== Objective ==
Switch "pixel coordinates" to "point locations" everywhere in the listing below and write the listing out again with nothing else changed. Leave the pictures out.

== Provided data ==
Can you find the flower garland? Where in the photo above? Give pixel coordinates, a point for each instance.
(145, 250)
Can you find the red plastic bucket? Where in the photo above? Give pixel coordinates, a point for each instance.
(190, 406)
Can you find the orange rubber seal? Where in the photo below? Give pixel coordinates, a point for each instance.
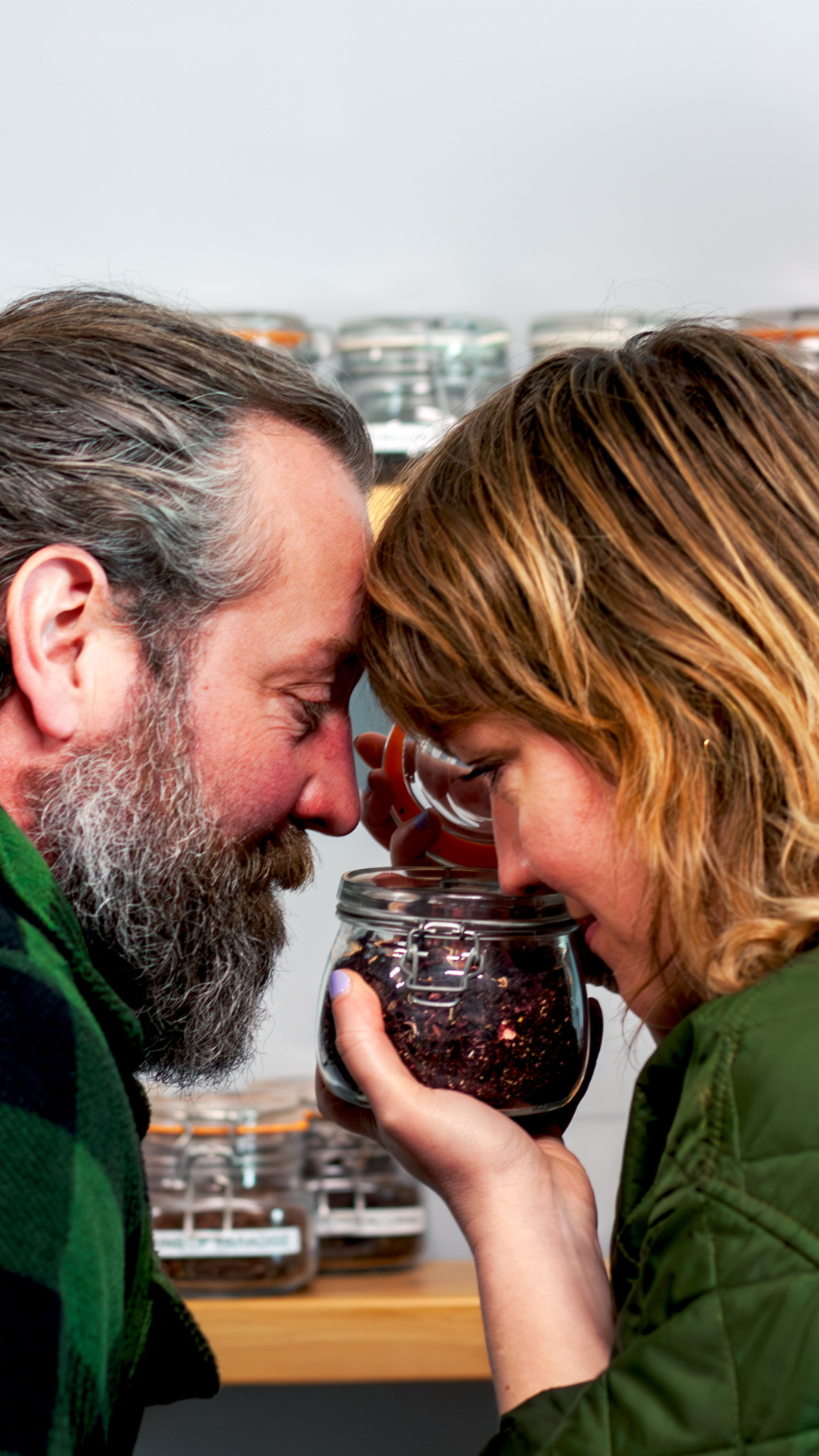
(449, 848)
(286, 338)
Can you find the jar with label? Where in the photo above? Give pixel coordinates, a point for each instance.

== Reply to the exercise ==
Can you find the flower garland? Where in the photo above? Give point locations, a point for each instance.
(145, 250)
Can you find the red plastic bucket? Where in the photo above? Give point locations, a point for each instance.
(190, 406)
Can you find the orange rubber seal? Where in the photo below? Give point locations, a point for each instance.
(449, 848)
(286, 338)
Can you find the jar with label? Where in the photo above? Give point locations, a point for each instance.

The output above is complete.